* SELECTION
□ □ □

The tension between state and national interests isn’t new: it dates back to clashes in the early Republic over programs for “internal improvements.” Of course, the federal government is far bigger than it once was, and yet in the past two decades we’ve delegated more authority, not less, to the states. The logic of this was clear: people who are closer to a problem often know better how to deal with it. But matters of a truly interstate nature, like the power grid, can’t be dealt with on a state-by-state basis. And fiscal policy is undermined if the federal government is doing one thing and the states are doing another. It’s a global economy. It would be helpful to have a genuinely national government.
No, it wouldn't be helpful, it would be harmful. The quality of government would monotonically decline from its already low point. What Surowiecki doesn't grasp is systems dynamics. The small inefficiencies of subsidiarity, if removed, would allow the much greater inefficiencies of central control. You have to look at the whole system, the costs as well as the benefits, and you have to consider how it would function over time. The costs of centralization exceed the benefits in the short term and the imbalance grows ever larger over time.

You have to wonder if Surowiecki is serious, if he is really this dim? To be generous I'll assume that he is being disingenuous for political purposes, and that many of his readers are winking and smiling as well. There may be some who really can't grasp the issue, but most of the advocates of centralization are seeking political power at the expense of society and fully realize what they are doing. Organized crime syndicates prey on society, draining it in the short term, and leaving the future to take care of itself. Get while the getting is good and let the devil take the hindmost.

□ □ □

* DATA ROWS
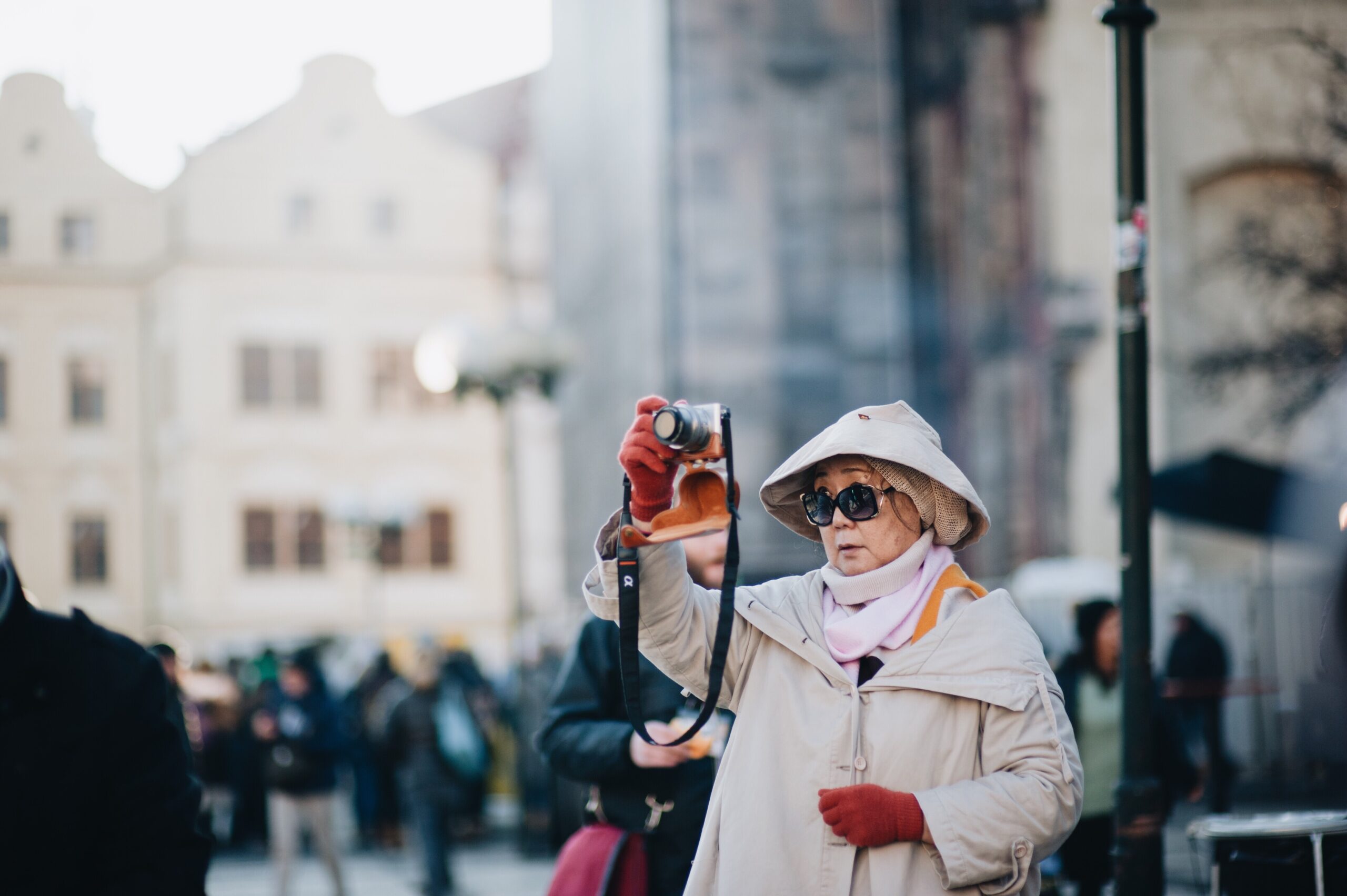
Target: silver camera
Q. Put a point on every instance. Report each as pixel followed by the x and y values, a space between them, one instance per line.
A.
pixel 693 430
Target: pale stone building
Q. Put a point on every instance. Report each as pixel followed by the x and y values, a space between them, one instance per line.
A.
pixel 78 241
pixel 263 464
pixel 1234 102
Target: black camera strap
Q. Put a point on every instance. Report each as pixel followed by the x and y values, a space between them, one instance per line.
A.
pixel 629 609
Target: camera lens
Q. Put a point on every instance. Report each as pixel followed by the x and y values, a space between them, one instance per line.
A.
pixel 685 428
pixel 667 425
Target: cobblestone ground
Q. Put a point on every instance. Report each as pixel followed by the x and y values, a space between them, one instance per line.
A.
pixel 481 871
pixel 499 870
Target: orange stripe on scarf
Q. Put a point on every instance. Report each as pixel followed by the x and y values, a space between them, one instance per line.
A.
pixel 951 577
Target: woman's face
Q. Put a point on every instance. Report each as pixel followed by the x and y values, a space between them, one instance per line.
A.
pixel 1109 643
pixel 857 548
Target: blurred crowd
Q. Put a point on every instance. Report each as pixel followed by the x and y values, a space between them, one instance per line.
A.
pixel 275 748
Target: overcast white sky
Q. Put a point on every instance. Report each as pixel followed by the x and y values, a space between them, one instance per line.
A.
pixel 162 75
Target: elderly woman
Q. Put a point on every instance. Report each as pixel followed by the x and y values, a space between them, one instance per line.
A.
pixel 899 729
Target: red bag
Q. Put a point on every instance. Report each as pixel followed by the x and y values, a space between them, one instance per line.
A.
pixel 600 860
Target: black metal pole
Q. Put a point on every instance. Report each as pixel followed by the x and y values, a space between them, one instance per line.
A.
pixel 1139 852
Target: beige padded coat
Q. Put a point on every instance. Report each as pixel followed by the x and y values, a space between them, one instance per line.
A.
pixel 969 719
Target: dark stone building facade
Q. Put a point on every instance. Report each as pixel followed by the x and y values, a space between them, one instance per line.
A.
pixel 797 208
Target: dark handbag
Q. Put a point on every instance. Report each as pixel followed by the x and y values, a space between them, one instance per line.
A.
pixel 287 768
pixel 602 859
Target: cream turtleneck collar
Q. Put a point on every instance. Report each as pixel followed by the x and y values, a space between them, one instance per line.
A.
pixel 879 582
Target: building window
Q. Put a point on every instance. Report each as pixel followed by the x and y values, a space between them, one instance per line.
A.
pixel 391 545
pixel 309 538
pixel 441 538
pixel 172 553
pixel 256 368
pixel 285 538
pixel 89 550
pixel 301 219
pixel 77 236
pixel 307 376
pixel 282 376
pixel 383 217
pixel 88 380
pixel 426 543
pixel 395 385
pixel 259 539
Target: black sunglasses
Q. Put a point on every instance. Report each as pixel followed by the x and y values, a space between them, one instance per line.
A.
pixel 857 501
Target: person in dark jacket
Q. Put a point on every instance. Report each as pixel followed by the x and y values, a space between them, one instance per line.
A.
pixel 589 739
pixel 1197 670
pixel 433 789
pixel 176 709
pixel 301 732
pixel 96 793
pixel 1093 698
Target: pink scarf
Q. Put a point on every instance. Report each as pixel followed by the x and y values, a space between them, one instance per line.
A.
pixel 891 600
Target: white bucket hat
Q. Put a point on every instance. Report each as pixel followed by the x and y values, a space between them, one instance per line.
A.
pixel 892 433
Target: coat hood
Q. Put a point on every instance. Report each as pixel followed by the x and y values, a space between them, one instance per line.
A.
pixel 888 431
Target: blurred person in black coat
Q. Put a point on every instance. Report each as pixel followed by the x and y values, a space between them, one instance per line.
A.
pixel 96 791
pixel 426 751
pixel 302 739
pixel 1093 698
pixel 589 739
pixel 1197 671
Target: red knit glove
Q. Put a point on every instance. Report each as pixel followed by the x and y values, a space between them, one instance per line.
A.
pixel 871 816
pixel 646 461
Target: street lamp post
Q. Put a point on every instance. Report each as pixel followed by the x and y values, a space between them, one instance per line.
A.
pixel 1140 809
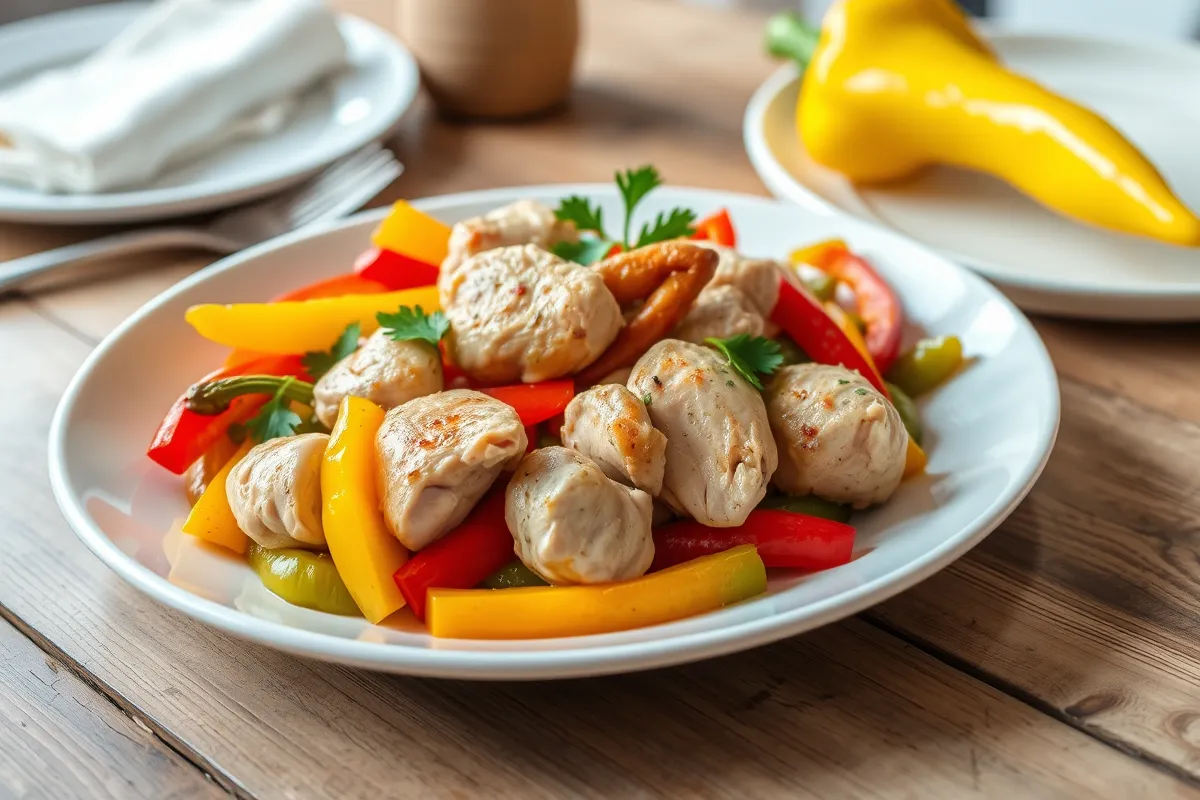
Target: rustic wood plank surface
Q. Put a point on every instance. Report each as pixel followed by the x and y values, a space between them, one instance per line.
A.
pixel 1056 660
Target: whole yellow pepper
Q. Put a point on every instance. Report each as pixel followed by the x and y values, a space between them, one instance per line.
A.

□ □ □

* WHAT THIS TASK INVOLVES
In the passage on state and federal power, what does the tension between state and national interests date back to?

* RESULT FOR THIS TASK
It dates back to clashes in the early Republic over programs for "internal improvements."